● En s’appuyant sur les processus de recherche traditionnels et en se nourrissant de données issues de tests, ces IA permettent aux laboratoires de gagner du temps et de maximiser la réussite des tests.
● Ce nouveau paradigme permet d’obtenir des réponses d’éligibilité de certaines molécules en quelques millisecondes tout en appréhendant de nombreux paramètres, grâce à l’apprentissage par renforcement.
Les procédés traditionnels visant à découvrir de nouvelles molécules pour traiter des maladies sont coûteux, longs et fastidieux. L’utilisation d’outils d’intelligence artificielle change ce paradigme. Le 25 mai, un groupe de chercheurs, dont certains du MIT, publiaient un article de recherche dans Nature Chemical Biology, indiquant avoir certainement identifié un nouvel antibiotique capable de tuer l’Acinetobacter baumannii, une bactérie responsable de nombreuses infections résistantes aux médicaments comme la pneumonie ou la méningite. Les chercheurs ont identifié ce médicament potentiel grâce à un modèle de deep learning formé pour évaluer des composés chimiques, à partir d’une bibliothèque de 7.000 composés médicamenteux.
Imaginer de nouvelles molécules via un modèle de langue
En France, la société Iktos, entre autres, s’est spécialisée dans la découverte d’éléments chimiques pour l’industrie pharmaceutique. Son dirigeant, Yann Gaston-Mathé, en détaille les implications : « L’IA permet d’aller plus vite dans la synthèse et les tests des molécules. Elle peut remplacer des tests expérimentaux par des tests virtuels pour savoir comment des molécules vont se comporter. » La condition est néanmoins de disposer d’importantes bases de données d’informations expérimentales sur des molécules déjà connues, afin de construire des modèles de machine learning capables de prédire si une nouvelle molécule a le potentiel d’être éligible pour un médicament. « Désormais, on peut obtenir ce type de réponse en quelques millisecondes », précise l’entrepreneur. Ces outils d’intelligence artificielle fonctionnent de manière assez similaire à ChatGPT : tout comme les modèles de langues, il s’agit de systèmes d’IA générative conçus pour trouver de nouvelles molécules, à partir de données existantes.

* [Matériel fourni]:
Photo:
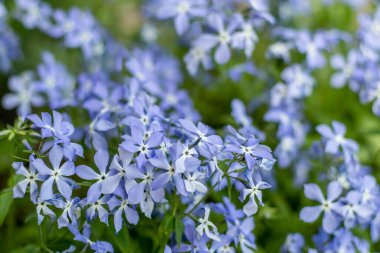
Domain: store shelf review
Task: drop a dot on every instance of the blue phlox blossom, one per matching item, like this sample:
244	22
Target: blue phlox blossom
121	207
34	14
60	130
97	209
57	175
246	38
207	227
30	179
222	40
101	159
24	94
335	138
330	208
353	210
254	191
42	208
293	243
70	209
182	11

* [Objectif visé]:
D'après le texte fourni, quelle bactérie le nouvel antibiotique identifié par les chercheurs serait-il capable de tuer ?

* [Corrigé proposé]:
L'Acinetobacter baumannii.